* [Text shown]
The Horrible Case Of True Lies

The 4K release of True Lies first became available on March 12. Since then, viewers have begun comparing and contrasting a number of scenes in the new release to the original DVD copies, revealing some instances of visuals that plunge the film into the uncanny valley. Geoff Burdick, who serves as the senior vice president of James Cameron’s Lightstorm Entertainment company, has publicly stated that the AI-enhanced movies look better now than they ever have before, though audiences at large tend to disagree.

A number of before-and-after screenshots from True Lies showcase these issues. While the new edition of the film looks fresh and remastered at a glance, the poorly crafted AI enhancements begin to shine through when the movie’s images are scrutinized. Some viewers have shared scenes where Arnold Schwarzenegger‘s face looks desaturated and uncomfortably smooth, with skin textures that come off as incredibly inhuman.

* [Task objective]
Answer these questions using the text on the True Lies 4K release.
(a) On what date did the 4K release first become available?
(b) What position does Geoff Burdick hold?
(c) How does Arnold Schwarzenegger's face look in some scenes viewers have shared?
The listing after this sentence is separate material, unrelated to the text.

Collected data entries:
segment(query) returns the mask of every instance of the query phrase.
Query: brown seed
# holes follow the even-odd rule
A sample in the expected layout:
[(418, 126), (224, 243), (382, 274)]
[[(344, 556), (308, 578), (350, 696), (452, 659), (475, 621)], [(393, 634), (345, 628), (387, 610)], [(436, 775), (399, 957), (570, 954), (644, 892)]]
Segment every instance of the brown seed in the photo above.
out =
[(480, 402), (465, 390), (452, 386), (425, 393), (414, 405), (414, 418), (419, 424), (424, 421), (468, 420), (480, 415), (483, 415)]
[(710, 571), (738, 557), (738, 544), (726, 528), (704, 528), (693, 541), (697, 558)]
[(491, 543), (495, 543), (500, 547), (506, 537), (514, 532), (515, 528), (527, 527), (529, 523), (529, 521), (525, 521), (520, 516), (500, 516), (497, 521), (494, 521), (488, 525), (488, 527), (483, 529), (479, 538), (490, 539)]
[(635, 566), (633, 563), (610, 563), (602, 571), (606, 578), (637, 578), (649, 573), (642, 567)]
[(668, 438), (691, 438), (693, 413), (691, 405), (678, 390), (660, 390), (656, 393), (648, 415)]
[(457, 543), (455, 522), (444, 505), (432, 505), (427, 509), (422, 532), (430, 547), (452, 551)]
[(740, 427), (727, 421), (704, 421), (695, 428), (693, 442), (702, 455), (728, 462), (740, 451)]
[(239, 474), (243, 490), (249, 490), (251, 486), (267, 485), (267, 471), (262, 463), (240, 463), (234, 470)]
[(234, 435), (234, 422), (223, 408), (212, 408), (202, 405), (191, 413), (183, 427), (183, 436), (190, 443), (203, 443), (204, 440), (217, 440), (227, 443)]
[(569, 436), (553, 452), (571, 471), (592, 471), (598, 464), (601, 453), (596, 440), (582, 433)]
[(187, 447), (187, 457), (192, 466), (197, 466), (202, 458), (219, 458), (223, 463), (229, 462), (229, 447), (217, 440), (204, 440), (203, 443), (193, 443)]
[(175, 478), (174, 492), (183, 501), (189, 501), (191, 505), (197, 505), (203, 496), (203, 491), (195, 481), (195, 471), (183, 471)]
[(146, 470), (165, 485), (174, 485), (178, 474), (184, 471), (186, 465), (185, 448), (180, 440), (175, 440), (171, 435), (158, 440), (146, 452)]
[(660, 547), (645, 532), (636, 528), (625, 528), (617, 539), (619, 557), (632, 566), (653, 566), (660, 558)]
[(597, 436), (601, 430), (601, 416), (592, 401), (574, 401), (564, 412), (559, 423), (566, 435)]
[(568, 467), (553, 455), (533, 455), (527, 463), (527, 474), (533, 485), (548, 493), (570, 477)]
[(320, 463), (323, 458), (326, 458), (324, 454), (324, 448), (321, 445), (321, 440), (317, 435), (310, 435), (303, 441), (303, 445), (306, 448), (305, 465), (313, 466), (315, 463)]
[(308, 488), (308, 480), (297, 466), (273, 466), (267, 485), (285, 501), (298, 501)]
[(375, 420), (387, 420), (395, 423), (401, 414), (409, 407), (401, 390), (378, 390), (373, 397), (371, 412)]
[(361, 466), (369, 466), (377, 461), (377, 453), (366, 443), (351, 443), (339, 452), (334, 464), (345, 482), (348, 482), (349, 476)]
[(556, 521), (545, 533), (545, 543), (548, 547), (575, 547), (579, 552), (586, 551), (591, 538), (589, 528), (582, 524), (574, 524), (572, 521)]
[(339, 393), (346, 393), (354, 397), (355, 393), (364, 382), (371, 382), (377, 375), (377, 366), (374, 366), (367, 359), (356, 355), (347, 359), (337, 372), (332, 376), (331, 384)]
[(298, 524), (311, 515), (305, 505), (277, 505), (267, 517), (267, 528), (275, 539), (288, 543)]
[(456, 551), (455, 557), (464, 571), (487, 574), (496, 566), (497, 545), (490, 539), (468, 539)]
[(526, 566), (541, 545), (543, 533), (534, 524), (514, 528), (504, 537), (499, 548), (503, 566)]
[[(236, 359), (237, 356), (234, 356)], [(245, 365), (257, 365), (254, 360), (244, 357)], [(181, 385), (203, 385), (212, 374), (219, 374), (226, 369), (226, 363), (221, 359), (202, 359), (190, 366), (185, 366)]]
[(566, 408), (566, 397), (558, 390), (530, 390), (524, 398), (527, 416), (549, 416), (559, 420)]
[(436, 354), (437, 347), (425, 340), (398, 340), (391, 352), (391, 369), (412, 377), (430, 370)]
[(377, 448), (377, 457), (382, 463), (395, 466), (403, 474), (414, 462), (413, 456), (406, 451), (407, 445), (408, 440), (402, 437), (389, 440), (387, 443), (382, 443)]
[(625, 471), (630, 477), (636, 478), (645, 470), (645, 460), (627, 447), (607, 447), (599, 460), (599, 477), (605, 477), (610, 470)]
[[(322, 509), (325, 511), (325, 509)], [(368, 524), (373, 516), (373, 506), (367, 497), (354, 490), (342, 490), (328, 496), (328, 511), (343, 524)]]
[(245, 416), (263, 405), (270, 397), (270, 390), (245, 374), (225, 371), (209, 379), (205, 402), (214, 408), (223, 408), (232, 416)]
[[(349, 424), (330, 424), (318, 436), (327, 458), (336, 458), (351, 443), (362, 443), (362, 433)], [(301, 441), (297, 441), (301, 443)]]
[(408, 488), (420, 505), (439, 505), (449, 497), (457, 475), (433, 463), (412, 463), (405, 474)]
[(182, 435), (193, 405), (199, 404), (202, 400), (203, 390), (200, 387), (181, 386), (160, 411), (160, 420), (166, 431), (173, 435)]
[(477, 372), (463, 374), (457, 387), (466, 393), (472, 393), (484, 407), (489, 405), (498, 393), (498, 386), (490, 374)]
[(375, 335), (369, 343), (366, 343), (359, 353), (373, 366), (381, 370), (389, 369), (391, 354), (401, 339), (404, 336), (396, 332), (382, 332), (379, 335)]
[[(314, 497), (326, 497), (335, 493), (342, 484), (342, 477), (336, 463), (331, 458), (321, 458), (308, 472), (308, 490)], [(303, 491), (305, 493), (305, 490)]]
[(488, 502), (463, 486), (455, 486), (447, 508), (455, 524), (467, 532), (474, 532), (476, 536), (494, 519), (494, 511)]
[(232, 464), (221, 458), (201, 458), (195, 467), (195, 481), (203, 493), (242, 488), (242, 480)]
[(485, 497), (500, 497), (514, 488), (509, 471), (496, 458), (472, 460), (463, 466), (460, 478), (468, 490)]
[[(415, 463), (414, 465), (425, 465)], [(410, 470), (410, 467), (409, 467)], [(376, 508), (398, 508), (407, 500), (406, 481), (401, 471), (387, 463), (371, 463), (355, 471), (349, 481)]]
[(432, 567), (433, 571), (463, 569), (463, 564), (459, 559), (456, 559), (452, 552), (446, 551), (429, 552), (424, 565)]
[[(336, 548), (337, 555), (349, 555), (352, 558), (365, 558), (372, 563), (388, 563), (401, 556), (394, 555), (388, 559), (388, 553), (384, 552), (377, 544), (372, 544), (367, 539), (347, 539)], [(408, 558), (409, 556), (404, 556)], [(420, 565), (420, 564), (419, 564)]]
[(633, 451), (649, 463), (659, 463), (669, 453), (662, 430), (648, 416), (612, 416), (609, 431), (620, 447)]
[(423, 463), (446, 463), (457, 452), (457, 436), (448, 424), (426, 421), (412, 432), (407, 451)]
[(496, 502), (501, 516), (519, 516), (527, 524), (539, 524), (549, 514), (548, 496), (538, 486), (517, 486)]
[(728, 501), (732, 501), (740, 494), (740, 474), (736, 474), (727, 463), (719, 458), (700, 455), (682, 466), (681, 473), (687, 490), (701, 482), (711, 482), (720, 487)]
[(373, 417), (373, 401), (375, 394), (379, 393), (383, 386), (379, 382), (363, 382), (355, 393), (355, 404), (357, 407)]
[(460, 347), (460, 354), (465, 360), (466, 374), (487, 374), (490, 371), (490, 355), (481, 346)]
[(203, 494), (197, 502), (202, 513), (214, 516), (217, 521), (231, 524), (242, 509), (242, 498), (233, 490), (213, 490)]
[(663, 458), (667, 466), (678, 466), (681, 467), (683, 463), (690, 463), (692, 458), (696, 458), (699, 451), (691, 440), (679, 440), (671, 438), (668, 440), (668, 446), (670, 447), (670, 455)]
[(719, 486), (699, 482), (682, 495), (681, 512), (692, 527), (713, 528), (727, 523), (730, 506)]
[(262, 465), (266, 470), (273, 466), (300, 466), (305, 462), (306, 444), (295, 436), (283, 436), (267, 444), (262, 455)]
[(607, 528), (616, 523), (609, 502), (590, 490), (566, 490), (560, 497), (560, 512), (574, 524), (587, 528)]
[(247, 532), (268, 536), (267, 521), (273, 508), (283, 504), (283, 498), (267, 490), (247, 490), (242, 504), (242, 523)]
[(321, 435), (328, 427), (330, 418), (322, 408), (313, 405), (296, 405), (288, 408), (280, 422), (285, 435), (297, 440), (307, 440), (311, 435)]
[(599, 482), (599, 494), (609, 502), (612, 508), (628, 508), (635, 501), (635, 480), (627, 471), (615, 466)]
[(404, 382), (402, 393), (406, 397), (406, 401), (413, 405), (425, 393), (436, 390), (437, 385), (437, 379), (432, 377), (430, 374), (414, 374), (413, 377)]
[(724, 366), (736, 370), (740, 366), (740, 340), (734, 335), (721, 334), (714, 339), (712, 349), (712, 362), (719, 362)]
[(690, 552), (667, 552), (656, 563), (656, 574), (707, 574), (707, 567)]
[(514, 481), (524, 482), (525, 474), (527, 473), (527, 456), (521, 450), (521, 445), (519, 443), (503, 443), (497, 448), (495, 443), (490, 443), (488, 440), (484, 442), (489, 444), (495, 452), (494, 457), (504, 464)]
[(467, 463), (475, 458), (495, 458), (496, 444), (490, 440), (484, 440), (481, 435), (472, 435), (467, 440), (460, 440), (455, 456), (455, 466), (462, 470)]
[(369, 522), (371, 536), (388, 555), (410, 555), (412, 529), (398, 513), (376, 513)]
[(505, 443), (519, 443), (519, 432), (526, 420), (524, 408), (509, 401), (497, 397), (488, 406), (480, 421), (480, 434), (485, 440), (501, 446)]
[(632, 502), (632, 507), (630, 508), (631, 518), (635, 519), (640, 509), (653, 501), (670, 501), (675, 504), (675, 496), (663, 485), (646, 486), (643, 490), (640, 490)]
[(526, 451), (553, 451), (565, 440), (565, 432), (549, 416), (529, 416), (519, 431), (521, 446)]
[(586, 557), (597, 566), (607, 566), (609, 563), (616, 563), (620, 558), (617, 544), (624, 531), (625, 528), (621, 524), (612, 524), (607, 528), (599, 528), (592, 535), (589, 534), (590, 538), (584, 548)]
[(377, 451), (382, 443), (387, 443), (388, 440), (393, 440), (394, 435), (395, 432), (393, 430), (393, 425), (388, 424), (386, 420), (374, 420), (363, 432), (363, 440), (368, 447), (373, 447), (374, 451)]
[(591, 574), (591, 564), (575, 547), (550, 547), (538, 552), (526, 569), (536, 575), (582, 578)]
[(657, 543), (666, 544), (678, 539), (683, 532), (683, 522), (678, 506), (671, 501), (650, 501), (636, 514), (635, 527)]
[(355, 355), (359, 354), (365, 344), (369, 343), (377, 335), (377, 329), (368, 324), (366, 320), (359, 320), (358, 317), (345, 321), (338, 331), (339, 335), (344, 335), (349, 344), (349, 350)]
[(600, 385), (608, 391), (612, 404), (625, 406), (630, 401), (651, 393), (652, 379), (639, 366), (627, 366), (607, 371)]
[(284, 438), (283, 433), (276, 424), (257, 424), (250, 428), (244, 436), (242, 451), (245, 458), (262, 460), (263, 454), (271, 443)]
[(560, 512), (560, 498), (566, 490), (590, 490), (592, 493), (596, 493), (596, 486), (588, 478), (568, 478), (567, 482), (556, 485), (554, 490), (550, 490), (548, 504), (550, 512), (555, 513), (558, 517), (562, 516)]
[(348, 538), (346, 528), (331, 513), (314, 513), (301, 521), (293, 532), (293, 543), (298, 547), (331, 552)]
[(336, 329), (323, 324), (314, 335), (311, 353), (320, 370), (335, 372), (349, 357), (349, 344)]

* [The answer]
(a) March 12.
(b) Senior vice president of James Cameron's Lightstorm Entertainment company.
(c) Desaturated and uncomfortably smooth, with skin textures that come off as incredibly inhuman.